Supplied material Block Start

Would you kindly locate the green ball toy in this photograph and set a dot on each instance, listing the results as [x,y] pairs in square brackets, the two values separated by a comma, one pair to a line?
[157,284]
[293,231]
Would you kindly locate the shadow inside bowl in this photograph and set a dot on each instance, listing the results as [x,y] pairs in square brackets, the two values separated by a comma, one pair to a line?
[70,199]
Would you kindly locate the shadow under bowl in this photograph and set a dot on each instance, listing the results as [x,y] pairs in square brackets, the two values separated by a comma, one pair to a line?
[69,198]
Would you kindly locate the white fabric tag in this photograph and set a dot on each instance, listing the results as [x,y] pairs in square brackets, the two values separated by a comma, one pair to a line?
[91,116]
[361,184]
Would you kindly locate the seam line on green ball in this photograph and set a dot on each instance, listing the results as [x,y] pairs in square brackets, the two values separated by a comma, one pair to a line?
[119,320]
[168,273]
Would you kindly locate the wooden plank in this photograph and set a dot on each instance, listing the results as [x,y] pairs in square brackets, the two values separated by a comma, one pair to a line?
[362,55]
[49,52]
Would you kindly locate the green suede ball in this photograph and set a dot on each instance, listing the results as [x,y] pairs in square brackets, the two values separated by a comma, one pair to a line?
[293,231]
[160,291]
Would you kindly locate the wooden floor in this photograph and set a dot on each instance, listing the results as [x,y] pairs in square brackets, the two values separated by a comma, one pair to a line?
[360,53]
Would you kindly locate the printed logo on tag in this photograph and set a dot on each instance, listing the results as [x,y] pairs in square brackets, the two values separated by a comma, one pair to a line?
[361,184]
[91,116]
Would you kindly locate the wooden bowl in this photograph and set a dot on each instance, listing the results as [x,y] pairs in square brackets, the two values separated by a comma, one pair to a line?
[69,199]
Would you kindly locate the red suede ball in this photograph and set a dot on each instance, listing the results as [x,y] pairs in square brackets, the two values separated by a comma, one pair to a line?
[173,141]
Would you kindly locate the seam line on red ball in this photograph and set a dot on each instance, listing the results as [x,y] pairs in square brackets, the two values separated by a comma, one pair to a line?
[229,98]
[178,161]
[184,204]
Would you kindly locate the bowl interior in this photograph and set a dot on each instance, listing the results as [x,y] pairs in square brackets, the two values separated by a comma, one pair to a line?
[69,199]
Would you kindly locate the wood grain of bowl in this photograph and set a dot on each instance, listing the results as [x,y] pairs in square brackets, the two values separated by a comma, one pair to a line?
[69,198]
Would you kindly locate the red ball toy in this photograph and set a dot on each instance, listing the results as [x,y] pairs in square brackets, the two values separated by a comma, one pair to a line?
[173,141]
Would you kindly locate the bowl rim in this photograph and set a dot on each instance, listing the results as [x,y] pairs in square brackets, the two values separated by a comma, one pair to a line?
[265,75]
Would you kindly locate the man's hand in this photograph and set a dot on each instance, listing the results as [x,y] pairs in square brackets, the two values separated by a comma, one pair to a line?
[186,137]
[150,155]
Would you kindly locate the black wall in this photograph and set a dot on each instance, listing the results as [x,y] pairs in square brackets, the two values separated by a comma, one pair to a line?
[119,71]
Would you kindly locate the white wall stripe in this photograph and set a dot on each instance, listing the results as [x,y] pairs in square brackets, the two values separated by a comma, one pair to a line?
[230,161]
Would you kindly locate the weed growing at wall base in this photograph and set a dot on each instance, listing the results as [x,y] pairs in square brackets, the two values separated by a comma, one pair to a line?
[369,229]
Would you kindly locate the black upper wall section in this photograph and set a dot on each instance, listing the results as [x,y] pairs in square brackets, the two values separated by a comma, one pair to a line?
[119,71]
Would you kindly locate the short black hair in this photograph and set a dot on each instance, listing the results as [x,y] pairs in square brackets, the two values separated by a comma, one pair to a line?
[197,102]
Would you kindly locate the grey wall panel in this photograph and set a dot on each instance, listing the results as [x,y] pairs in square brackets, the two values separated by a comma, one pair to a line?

Supplied material Block End

**What is expected:** Your task is to restate, word for word, each line from the one that includes "Would you kindly locate the man's" to the end of the records, with both ends included and nothing else.

**Answer area:**
Would you kindly locate the man's hand in this photograph and set a dot on each instance, listing the results as [x,y] pairs in square brackets, the two values separated by a comma, one pair to a line?
[186,137]
[150,155]
Would you kindly locate the black wall in this photograph and set a dot on each instance, listing the results as [x,y] pairs in square brackets, the two values separated by a comma, one pair to a line?
[119,71]
Would you kindly locate the white wall stripe in this photograph and set a dot on each instance, listing the results as [x,y] pairs in square brackets, the two values separated by a comma, one pair to a line?
[230,161]
Would you kindly locate the weed growing at wall base in this photograph and set a dot on each instance, listing the results as [x,y] pairs in square brackets, the two values separated by a comma, one pair to a line?
[369,229]
Would you kindly locate the black upper wall section in this photograph and set a dot on each instance, listing the results as [x,y] pairs in square brackets, the two values separated by a comma, one pair to a line?
[119,71]
Would you kindly locate the short black hair in this photograph and set a dot on each instance, listing the results as [x,y] pairs in square brackets, the two values separated by a comma, one pair to a line?
[197,102]
Would you kindly locate the grey wall panel in this photograph and set a dot on each instance, listing the results as [x,y] pairs in square brackets, the two values separated by a comma, one pair to a line?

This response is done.